-- START OF EXTRACTED INFORMATION --

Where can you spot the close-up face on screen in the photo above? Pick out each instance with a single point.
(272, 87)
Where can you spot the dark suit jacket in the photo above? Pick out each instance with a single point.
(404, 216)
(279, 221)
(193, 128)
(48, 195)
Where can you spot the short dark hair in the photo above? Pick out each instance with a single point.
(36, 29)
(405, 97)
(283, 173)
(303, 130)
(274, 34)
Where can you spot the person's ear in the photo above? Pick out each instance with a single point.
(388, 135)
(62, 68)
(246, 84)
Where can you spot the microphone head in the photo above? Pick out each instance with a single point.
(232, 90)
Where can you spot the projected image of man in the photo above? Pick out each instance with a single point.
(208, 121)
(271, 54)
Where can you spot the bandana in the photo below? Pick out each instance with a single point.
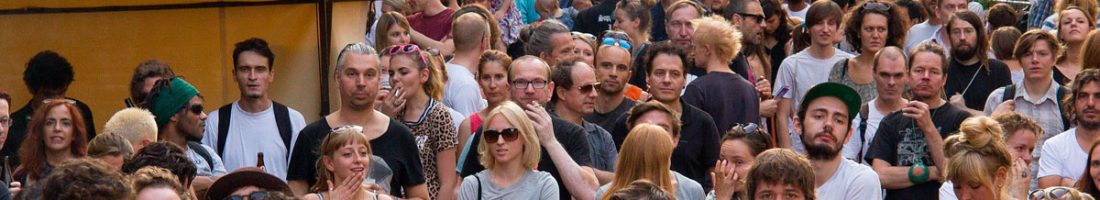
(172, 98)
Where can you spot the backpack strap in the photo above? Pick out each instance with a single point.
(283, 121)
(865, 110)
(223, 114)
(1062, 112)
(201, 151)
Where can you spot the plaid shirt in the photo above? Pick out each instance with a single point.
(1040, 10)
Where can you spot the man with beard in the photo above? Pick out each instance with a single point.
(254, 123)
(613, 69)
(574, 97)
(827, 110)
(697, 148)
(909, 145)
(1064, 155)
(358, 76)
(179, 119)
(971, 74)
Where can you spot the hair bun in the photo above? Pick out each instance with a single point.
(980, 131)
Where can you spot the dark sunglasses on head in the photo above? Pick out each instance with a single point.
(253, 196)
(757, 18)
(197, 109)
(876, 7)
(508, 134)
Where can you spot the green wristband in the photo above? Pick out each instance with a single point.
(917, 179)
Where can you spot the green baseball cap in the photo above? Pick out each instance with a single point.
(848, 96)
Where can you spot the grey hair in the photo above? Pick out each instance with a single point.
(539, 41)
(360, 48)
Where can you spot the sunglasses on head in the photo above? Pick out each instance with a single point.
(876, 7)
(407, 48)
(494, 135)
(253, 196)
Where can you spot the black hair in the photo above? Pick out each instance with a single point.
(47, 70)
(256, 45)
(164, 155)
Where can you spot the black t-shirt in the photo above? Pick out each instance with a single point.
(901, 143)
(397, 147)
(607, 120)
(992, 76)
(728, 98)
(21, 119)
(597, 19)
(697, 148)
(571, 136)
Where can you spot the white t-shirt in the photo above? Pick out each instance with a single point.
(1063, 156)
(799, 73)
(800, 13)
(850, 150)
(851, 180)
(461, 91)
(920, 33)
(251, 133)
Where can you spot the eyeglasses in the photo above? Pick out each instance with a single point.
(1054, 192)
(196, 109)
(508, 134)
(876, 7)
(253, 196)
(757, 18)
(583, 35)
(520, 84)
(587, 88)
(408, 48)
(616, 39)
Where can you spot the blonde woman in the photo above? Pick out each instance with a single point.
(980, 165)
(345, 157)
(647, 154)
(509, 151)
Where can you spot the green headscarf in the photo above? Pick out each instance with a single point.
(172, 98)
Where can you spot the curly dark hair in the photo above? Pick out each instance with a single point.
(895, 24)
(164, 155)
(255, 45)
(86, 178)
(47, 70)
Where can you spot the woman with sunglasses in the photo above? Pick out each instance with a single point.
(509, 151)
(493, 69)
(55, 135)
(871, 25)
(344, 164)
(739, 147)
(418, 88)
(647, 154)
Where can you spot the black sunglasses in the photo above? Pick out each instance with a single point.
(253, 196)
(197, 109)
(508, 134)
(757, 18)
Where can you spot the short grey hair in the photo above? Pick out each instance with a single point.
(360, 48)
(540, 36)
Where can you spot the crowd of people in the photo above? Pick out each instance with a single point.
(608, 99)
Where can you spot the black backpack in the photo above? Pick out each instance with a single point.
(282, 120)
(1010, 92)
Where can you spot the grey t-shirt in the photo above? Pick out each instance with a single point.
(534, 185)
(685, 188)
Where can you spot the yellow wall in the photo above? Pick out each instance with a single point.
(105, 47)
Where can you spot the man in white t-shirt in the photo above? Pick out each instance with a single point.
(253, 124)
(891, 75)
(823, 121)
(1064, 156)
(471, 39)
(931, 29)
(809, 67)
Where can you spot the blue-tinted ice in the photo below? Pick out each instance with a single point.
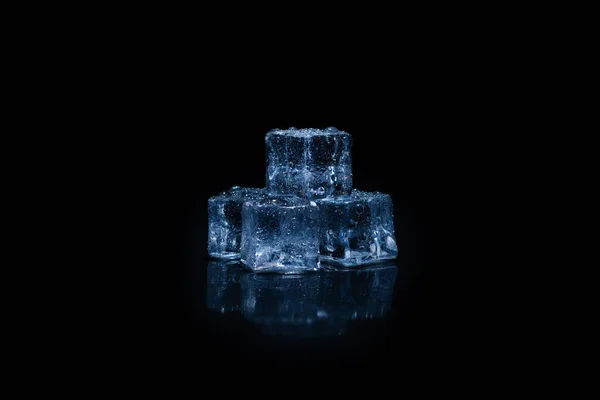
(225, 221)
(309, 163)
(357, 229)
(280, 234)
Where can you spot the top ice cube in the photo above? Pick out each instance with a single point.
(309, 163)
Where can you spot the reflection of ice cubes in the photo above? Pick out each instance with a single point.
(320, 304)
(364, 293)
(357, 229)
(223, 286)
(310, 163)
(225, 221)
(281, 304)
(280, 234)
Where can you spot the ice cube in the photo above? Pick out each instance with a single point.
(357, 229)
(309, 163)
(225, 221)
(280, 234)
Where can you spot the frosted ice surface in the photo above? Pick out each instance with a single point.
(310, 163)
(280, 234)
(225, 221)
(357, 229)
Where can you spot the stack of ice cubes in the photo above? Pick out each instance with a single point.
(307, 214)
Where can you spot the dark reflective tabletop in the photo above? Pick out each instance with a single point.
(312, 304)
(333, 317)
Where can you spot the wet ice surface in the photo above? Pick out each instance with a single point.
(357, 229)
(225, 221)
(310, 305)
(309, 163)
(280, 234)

-- END OF EXTRACTED INFORMATION --
-- START OF EXTRACTED INFORMATION --

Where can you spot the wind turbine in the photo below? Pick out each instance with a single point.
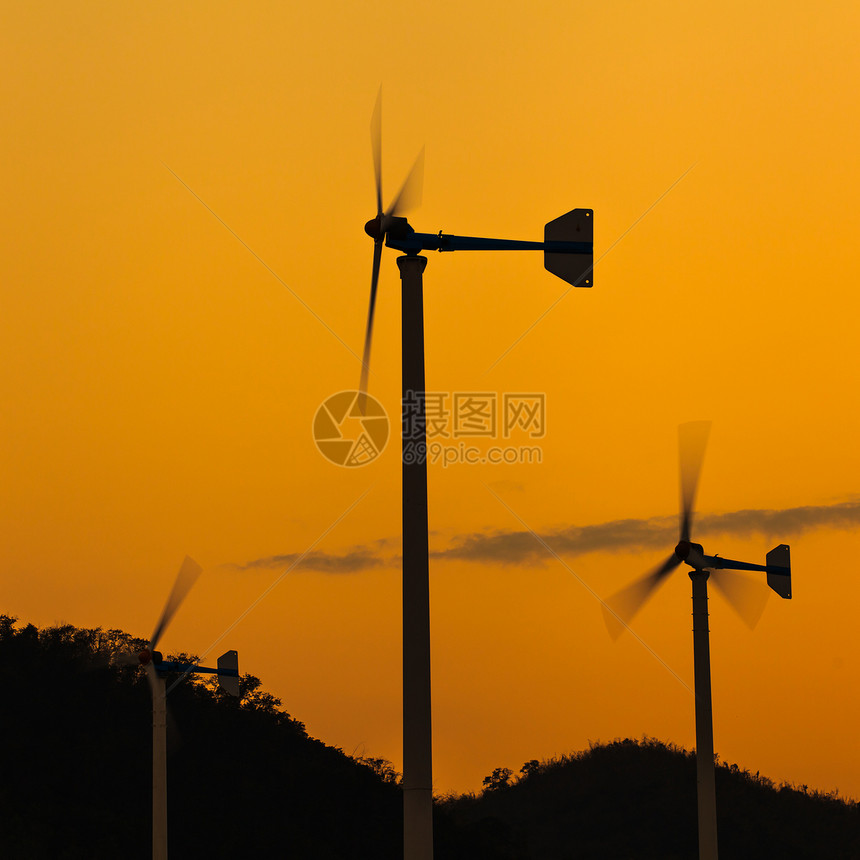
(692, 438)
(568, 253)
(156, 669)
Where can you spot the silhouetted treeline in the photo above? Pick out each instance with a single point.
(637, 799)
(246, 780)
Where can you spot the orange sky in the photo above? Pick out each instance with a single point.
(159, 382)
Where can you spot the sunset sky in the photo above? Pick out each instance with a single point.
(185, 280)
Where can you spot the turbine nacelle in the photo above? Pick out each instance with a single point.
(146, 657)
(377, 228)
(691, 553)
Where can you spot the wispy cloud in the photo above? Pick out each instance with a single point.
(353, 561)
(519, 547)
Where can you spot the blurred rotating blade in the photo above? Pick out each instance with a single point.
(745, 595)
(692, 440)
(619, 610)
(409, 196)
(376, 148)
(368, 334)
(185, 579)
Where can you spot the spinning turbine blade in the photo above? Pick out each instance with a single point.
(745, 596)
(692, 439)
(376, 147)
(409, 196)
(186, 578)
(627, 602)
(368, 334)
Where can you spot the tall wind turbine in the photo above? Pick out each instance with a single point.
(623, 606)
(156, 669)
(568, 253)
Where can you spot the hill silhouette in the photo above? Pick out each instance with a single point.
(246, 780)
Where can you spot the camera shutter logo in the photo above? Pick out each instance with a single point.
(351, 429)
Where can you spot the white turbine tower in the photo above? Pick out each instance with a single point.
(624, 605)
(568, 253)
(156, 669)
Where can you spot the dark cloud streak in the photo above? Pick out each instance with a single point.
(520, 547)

-- END OF EXTRACTED INFORMATION --

▸ TASK STATEMENT
Report every line in the lines above that contains the word "white", copying each one in full.

▸ RESPONSE BELOW
Where can you spot the white t-shirt in the photo above? Pick out each instance with a single point.
Where can you spot the man in white t-shirt in the photo above? Pick out each instance with a single point.
Where can you spot the white turbine tower in the photo above? Pick out each instance with a single point.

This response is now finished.